| SOURCE PASSAGE |
···

= Chuge =

Ethnic group in China (circa 2nd–5th century AD)

The Chuge (屠各 (Chúgè, Ch'u-ko)), also known as Xiuchuge (休屠各 (Xiūchúgè, Hsiu-ch'u-ko)) were a Xiongnu tribe and later ethnic group that lived in ancient China. They were one of the nineteen tribes of the Southern Xiongnu who submitted to the Han dynasty and were described as the most powerful and prestigious among them. After the fall of the Southern Xiongnu in the 2nd century CE, the Chuge survived and became their own ethnic group, maintaining an active presence in the northern parts of Shanxi and Shaanxi until the 6th century CE.

The Xiutu (休屠 (Xiūtú, Hsiu-t'u)) were another ethnic group originating from the tribe of King Xiutu who were likely related to the Chuge. The Xiutu mainly resided in eastern Gansu, and existed concurrently with the Chuge as separate groups.

== Origins and theories ==
According to the 7th-century Chinese text, the Book of Jin, the Chuge were one of the nineteen Southern Xiongnu tribes that surrendered to the Han dynasty in the 1st century CE. They were the most powerful and prestigious among the tribes, as their members were elected to become chanyus of the Southern Xiongnu.

···

| ENTRIES PROVIDED |
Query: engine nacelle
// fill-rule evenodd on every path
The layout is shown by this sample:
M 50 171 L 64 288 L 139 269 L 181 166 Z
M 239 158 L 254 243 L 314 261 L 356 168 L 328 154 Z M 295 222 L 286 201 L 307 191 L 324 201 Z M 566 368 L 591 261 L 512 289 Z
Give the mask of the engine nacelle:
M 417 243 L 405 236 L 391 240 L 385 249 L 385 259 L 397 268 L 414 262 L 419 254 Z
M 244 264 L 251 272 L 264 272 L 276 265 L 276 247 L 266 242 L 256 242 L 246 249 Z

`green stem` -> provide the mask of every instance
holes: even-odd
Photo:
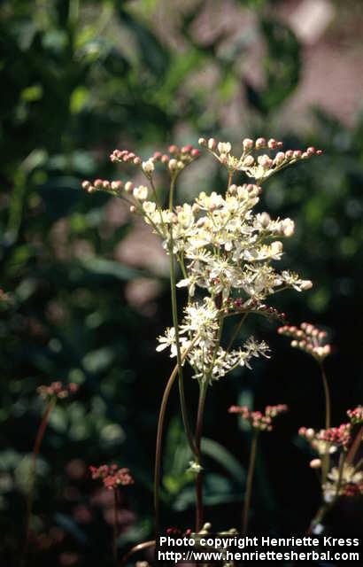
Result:
[[[202,431],[203,421],[205,415],[205,397],[208,390],[208,382],[203,382],[199,384],[199,400],[197,415],[196,425],[196,447],[197,447],[197,462],[201,464],[202,460]],[[196,477],[196,532],[199,532],[203,526],[203,470],[200,470]]]
[[[337,483],[336,483],[336,494],[335,494],[333,500],[331,501],[331,502],[324,502],[322,504],[322,506],[321,506],[321,508],[319,509],[317,514],[315,515],[315,517],[313,517],[313,519],[310,523],[310,526],[309,526],[309,529],[307,531],[307,535],[310,535],[311,533],[313,532],[314,528],[318,525],[318,524],[321,524],[322,522],[322,520],[324,519],[324,517],[326,517],[328,512],[329,512],[331,510],[331,509],[336,503],[336,501],[339,499],[339,491],[340,491],[340,486],[341,486],[341,484],[342,484],[343,470],[344,470],[344,468],[345,461],[346,461],[346,454],[345,453],[342,453],[342,454],[340,455],[340,459],[339,459],[339,475],[338,475],[338,480],[337,480]]]
[[[327,375],[325,373],[325,369],[324,369],[324,366],[323,366],[322,362],[320,362],[319,366],[320,366],[321,372],[321,379],[322,379],[322,384],[323,384],[323,388],[324,388],[325,429],[329,429],[330,428],[330,423],[331,423],[331,410],[330,410],[331,403],[330,403],[329,386],[328,386]],[[328,476],[328,470],[329,470],[329,466],[330,466],[329,449],[330,449],[330,446],[328,447],[328,449],[327,449],[325,454],[323,455],[323,459],[322,459],[322,466],[321,466],[321,482],[322,482],[322,484],[325,483],[325,481],[327,479],[327,476]]]
[[[193,348],[197,338],[198,338],[198,335],[197,335],[194,338],[194,339],[191,341],[187,350],[182,353],[182,361],[185,361],[189,353]],[[167,402],[169,400],[170,392],[177,376],[178,376],[178,364],[175,364],[173,369],[173,372],[171,373],[169,379],[166,383],[166,386],[164,390],[163,399],[160,404],[160,410],[158,412],[158,431],[157,431],[156,448],[155,448],[155,470],[154,470],[154,509],[155,509],[156,537],[158,537],[158,534],[160,531],[160,477],[161,477],[161,451],[162,451],[164,423],[165,423],[165,417],[166,417]]]
[[[169,212],[173,211],[173,199],[175,189],[175,178],[172,179],[170,183],[170,195],[169,195]],[[187,436],[188,443],[190,447],[192,453],[196,454],[196,444],[191,433],[189,421],[188,417],[187,403],[185,400],[184,392],[184,382],[182,377],[182,364],[181,355],[181,345],[179,338],[179,322],[178,322],[178,305],[176,300],[176,276],[175,276],[175,255],[174,253],[174,238],[173,238],[173,222],[170,222],[170,245],[169,245],[169,258],[170,258],[170,291],[172,295],[172,314],[173,314],[173,325],[175,330],[175,344],[176,344],[176,360],[178,362],[178,384],[179,384],[179,397],[181,401],[182,417],[184,425],[185,433]]]
[[[248,466],[246,493],[244,495],[243,511],[242,515],[242,535],[246,535],[248,529],[248,521],[250,515],[251,498],[252,494],[253,474],[255,471],[257,444],[259,439],[259,431],[253,432],[252,442],[251,445],[250,463]]]
[[[351,443],[351,447],[349,449],[348,456],[346,458],[347,463],[351,463],[354,461],[354,457],[357,454],[357,451],[359,448],[360,443],[363,440],[363,425],[360,427],[357,433],[357,437]]]
[[[241,330],[241,327],[243,324],[243,322],[246,320],[246,317],[248,315],[248,312],[243,313],[243,316],[241,317],[241,320],[238,322],[238,323],[236,325],[236,329],[233,331],[233,335],[229,340],[228,346],[227,347],[227,352],[228,353],[232,347],[233,343],[235,342],[235,340],[236,339],[236,338],[238,337],[238,333]]]
[[[325,373],[325,369],[324,369],[322,362],[320,362],[320,367],[321,367],[322,384],[323,384],[323,387],[324,387],[324,396],[325,396],[325,429],[329,429],[330,428],[330,423],[331,423],[331,417],[330,417],[330,416],[331,416],[331,411],[330,411],[331,403],[330,403],[329,385],[328,385],[328,383],[327,375]]]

···

| WHAT TO DO |
• A. Answer these questions from the Chuge passage:
(i) How many Southern Xiongnu tribes submitted to the Han dynasty?
(ii) Where did the Xiutu mainly reside?
(iii) In which century was the Book of Jin written?
• B. Rewrite the Chuge passage from "Ethnic group in" to "as separate groups.", substituting "western Gansu" for "eastern Gansu".
The data have no connection to the Chuge passage.

| ANSWERS FOR THE EXERCISE |
• A.
(i) Nineteen.
(ii) Eastern Gansu.
(iii) The 7th century.

• B.
Ethnic group in China (circa 2nd–5th century AD)

The Chuge (屠各 (Chúgè, Ch'u-ko)), also known as Xiuchuge (休屠各 (Xiūchúgè, Hsiu-ch'u-ko)) were a Xiongnu tribe and later ethnic group that lived in ancient China. They were one of the nineteen tribes of the Southern Xiongnu who submitted to the Han dynasty and were described as the most powerful and prestigious among them. After the fall of the Southern Xiongnu in the 2nd century CE, the Chuge survived and became their own ethnic group, maintaining an active presence in the northern parts of Shanxi and Shaanxi until the 6th century CE.

The Xiutu (休屠 (Xiūtú, Hsiu-t'u)) were another ethnic group originating from the tribe of King Xiutu who were likely related to the Chuge. The Xiutu mainly resided in western Gansu, and existed concurrently with the Chuge as separate groups.